◆ Aufgabenstellung
Gib aus dem Lesetext über afroamerikanische Einflüsse in der Countrymusik wortgetreu den Abschnitt zurück, der bei den Worten „In den 1930ern“ beginnt und nach „da keinerlei Berührungsängste.“ endet.

◆ Lesetext
====================
In den 1930ern und 1940er Jahren experimentierten Bill Monroe und Bob Wills in den Appalachen und in Texas, Oklahoma mit der Mischung von klassischer Stringbandmusik mit afroamerikanischen Elementen wie Ragtime, Blues und Swing. Monroe hatte den schwarzen Lehrmeister Arnold Shultz und Bob Wills spielte in Tulsa, Oklahoma, im Cain’s Ballroom unweit der Schwarzenviertel und hatte da keinerlei Berührungsängste.

Cowboysongs, Bluegrass, Western Swing; Die Country-Kultur gehört auch den Afroamerikanern

Merke: Weiße Musiker in den durch Rassentrennung geprägten Südstaaten nahmen sehr gerne afroamerikanische Elemente in ihre Musik auf. Denn die Rassengrenzen wurden im Verborgenen ohnehin oftmals durch das Zusammenspiel der Musiker aufgehoben. So wie sie beispielsweise in der Zusammenarbeit der Cowboys im Westen auch keine spielten: 25 Prozent der Cowboys waren Schwarze, 25 Prozent Mexikaner, 25 Indianer und 25 Prozent Weiße. Der von weißen Angelsachsen geprägte amerikanische Geschichtsschreibung, von den Hollywood-Western bis zur Marlboro-Werbung, unterschlug dies und propagierte alleine den weißen Cowboy. Dass die schwarzen Cowboys maßgeblich auch die Cowboy-Songs als eine der Wurzeln der Country- und Westernmusik prägten und dass es mit Herb Jeffries auch einen schwarzen singenden Cowboy gab, wurde da natürlich auch lange unterschlagen.

Die Country- und Westernkultur gehört auch den Afroamerikanern. Oder wie es Dom Flemons schon gesagt hat: „Viele Schwarze hören Country und sind Fans der Musik.“ Und sie spielen sie bringen sie immer wieder mit neuerer afroamerikanischer Musik zusammen. Aber: „Es scheint für das Country-Business und viele Hörer immer noch schwer hinnehmbar, wenn Schwarze Country singen. Wenn aber Weiße den Blues singen, dann wird das bewundert“, sagte mir Dom vor ein paar Jahren in Chicago anlässlich der Kontroverse um „Old Town Road“ von Lil Nas X.
====================
◆ Gesammelte Daten
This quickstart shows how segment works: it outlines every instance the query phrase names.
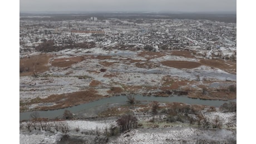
====================
◆ Antwort zur Aufgabe
In den 1930ern und 1940er Jahren experimentierten Bill Monroe und Bob Wills in den Appalachen und in Texas, Oklahoma mit der Mischung von klassischer Stringbandmusik mit afroamerikanischen Elementen wie Ragtime, Blues und Swing. Monroe hatte den schwarzen Lehrmeister Arnold Shultz und Bob Wills spielte in Tulsa, Oklahoma, im Cain’s Ballroom unweit der Schwarzenviertel und hatte da keinerlei Berührungsängste.